(WORK TO COMPLETE):
Can you rewrite the part of the data below that opens with the line containing "point: concrete pillar" and runs through the end of the data as a JSON list of strings, one string per line, leaving out blank lines?

(PROVIDED DATA):
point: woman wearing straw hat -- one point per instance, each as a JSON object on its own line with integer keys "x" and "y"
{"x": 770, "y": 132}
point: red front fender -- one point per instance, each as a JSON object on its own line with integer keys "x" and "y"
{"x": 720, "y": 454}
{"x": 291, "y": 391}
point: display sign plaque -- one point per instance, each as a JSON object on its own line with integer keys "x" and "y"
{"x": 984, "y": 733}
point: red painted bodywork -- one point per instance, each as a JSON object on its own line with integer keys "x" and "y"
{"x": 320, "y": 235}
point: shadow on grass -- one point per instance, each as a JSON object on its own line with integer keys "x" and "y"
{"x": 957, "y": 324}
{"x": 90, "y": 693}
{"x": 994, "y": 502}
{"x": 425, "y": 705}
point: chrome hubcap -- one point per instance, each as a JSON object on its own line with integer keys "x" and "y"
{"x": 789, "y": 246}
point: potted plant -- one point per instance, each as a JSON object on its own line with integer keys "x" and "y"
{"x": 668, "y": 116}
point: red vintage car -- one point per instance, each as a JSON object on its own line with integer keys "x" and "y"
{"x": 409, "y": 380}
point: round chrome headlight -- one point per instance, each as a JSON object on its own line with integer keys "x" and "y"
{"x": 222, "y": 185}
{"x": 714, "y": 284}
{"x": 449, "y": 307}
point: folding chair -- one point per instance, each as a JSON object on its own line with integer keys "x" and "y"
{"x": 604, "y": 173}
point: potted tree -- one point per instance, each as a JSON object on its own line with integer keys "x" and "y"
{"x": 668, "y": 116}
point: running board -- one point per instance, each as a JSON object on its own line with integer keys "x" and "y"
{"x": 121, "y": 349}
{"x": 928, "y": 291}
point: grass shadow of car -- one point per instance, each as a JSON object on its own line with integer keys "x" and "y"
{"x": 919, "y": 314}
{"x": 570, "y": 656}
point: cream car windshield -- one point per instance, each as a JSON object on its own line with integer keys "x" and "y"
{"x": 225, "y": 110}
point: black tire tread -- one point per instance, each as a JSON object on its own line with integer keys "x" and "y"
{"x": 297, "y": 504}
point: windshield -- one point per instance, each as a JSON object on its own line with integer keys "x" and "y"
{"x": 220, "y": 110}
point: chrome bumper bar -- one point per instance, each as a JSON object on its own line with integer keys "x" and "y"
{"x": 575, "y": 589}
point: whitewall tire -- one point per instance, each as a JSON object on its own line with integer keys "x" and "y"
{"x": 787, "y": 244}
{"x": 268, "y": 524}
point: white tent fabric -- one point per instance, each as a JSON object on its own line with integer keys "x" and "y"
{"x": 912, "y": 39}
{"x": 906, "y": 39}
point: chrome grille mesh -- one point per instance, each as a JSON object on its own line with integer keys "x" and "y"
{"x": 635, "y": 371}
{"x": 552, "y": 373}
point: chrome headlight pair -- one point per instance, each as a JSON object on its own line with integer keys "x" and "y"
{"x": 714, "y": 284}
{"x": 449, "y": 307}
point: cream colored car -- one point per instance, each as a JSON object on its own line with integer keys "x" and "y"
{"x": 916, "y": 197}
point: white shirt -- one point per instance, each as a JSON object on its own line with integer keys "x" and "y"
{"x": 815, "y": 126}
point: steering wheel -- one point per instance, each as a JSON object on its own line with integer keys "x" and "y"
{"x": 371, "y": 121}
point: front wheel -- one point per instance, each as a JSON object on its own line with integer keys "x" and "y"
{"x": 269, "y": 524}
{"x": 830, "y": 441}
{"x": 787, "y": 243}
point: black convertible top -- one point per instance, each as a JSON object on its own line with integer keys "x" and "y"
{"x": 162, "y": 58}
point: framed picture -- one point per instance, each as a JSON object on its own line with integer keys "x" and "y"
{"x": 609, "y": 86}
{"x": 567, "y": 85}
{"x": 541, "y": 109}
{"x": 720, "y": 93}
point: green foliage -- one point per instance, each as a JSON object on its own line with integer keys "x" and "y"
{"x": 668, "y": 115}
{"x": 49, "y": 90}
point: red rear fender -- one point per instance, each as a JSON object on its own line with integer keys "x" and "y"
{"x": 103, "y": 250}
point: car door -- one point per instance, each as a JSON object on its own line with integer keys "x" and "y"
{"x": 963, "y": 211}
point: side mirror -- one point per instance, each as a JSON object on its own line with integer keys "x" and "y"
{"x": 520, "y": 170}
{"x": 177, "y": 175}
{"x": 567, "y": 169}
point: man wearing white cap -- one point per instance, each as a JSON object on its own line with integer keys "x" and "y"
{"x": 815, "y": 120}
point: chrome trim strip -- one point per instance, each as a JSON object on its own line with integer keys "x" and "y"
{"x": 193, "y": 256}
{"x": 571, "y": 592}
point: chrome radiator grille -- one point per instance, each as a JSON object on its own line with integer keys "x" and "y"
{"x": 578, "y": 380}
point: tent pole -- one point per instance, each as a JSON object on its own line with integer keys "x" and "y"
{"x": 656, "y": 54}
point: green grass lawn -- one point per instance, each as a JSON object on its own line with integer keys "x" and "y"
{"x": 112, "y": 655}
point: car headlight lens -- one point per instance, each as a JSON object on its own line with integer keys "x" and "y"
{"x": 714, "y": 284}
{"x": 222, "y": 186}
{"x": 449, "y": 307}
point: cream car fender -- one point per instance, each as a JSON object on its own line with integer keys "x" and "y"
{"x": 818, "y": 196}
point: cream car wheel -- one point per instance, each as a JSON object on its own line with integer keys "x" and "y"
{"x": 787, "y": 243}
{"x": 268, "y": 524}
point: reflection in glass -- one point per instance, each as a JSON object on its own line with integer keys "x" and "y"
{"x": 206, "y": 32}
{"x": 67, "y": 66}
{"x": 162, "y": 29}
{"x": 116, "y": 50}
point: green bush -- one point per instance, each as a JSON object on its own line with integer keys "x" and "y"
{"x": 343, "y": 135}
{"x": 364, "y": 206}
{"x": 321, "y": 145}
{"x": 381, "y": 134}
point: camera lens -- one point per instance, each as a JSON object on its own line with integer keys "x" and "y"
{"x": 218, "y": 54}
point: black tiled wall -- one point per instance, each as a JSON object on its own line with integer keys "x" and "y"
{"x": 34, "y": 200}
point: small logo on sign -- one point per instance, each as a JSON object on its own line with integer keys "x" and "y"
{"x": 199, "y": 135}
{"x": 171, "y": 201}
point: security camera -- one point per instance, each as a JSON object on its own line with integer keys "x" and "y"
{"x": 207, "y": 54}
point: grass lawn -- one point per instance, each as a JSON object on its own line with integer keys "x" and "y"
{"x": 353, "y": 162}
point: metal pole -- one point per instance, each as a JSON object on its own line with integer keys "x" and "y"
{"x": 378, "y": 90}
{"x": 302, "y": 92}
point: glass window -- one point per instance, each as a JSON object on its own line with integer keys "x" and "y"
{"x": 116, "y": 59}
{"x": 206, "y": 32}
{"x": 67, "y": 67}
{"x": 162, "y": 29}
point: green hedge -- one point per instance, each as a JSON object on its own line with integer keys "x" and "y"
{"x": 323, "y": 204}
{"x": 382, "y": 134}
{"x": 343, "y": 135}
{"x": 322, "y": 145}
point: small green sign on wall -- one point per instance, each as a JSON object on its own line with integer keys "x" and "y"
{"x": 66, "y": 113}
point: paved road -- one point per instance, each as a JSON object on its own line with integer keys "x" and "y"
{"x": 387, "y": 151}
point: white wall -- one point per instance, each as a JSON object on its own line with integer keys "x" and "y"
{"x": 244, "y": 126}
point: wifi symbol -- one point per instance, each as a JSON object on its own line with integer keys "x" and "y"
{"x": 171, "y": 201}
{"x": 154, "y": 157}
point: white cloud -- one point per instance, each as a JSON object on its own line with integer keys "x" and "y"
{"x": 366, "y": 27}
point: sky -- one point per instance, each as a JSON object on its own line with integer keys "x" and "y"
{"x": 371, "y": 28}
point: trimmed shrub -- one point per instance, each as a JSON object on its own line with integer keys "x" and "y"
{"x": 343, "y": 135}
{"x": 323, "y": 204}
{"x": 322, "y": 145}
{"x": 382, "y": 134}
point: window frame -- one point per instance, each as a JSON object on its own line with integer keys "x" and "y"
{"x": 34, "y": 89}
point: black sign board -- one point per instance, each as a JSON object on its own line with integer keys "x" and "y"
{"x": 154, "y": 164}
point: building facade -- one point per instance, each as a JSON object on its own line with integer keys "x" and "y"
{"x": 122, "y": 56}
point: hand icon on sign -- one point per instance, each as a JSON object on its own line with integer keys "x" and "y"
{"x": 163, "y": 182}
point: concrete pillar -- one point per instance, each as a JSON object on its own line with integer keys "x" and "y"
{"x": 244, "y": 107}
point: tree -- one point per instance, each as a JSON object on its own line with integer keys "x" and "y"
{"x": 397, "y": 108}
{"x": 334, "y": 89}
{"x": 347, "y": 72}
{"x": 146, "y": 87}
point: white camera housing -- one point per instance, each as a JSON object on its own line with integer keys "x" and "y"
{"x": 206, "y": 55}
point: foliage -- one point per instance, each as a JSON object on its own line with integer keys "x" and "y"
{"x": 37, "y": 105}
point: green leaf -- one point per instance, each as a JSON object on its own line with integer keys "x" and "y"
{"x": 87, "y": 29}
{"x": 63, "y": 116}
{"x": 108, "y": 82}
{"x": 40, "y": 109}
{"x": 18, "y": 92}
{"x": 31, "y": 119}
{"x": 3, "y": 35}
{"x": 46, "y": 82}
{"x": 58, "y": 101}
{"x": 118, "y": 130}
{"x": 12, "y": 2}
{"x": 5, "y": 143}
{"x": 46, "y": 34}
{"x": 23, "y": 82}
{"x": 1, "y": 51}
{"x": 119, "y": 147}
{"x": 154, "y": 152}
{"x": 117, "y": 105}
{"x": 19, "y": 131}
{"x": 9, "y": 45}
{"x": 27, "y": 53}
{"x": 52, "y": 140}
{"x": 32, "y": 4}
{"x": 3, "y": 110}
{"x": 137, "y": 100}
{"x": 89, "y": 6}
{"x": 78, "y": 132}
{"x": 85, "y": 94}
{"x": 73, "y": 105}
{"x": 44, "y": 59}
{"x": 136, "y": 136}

(FULL RESPONSE):
[
  "point: concrete pillar -- one point per instance, each as a JSON object on its own line with integer keys \"x\" and \"y\"",
  "{\"x\": 244, \"y\": 107}",
  "point: tree -- one point per instance, each as a JSON object on its own line with integer keys \"x\" and \"y\"",
  "{\"x\": 397, \"y\": 108}",
  "{\"x\": 334, \"y\": 89}",
  "{\"x\": 347, \"y\": 72}",
  "{\"x\": 146, \"y\": 87}",
  "point: white camera housing -- one point per instance, each as a JSON object on its own line with integer keys \"x\" and \"y\"",
  "{\"x\": 206, \"y\": 55}",
  "point: foliage -- one point per instance, each as a JSON object on its own line with integer keys \"x\" and \"y\"",
  "{\"x\": 37, \"y\": 105}",
  "point: green leaf -- one point per instance, each as a JSON object on its own line with integer keys \"x\" and \"y\"",
  "{\"x\": 87, \"y\": 29}",
  "{\"x\": 63, \"y\": 116}",
  "{\"x\": 108, \"y\": 82}",
  "{\"x\": 40, \"y\": 109}",
  "{\"x\": 18, \"y\": 92}",
  "{\"x\": 31, \"y\": 119}",
  "{\"x\": 3, \"y\": 35}",
  "{\"x\": 46, \"y\": 82}",
  "{\"x\": 58, \"y\": 101}",
  "{\"x\": 118, \"y\": 130}",
  "{\"x\": 12, \"y\": 2}",
  "{\"x\": 5, \"y\": 143}",
  "{\"x\": 46, \"y\": 34}",
  "{\"x\": 23, \"y\": 82}",
  "{\"x\": 1, \"y\": 51}",
  "{\"x\": 119, \"y\": 147}",
  "{\"x\": 154, \"y\": 152}",
  "{\"x\": 117, \"y\": 105}",
  "{\"x\": 19, \"y\": 131}",
  "{\"x\": 9, \"y\": 45}",
  "{\"x\": 27, \"y\": 53}",
  "{\"x\": 52, \"y\": 140}",
  "{\"x\": 32, \"y\": 4}",
  "{\"x\": 3, \"y\": 110}",
  "{\"x\": 137, \"y\": 100}",
  "{\"x\": 89, \"y\": 6}",
  "{\"x\": 78, \"y\": 132}",
  "{\"x\": 85, \"y\": 94}",
  "{\"x\": 73, \"y\": 105}",
  "{\"x\": 44, \"y\": 59}",
  "{\"x\": 136, \"y\": 136}"
]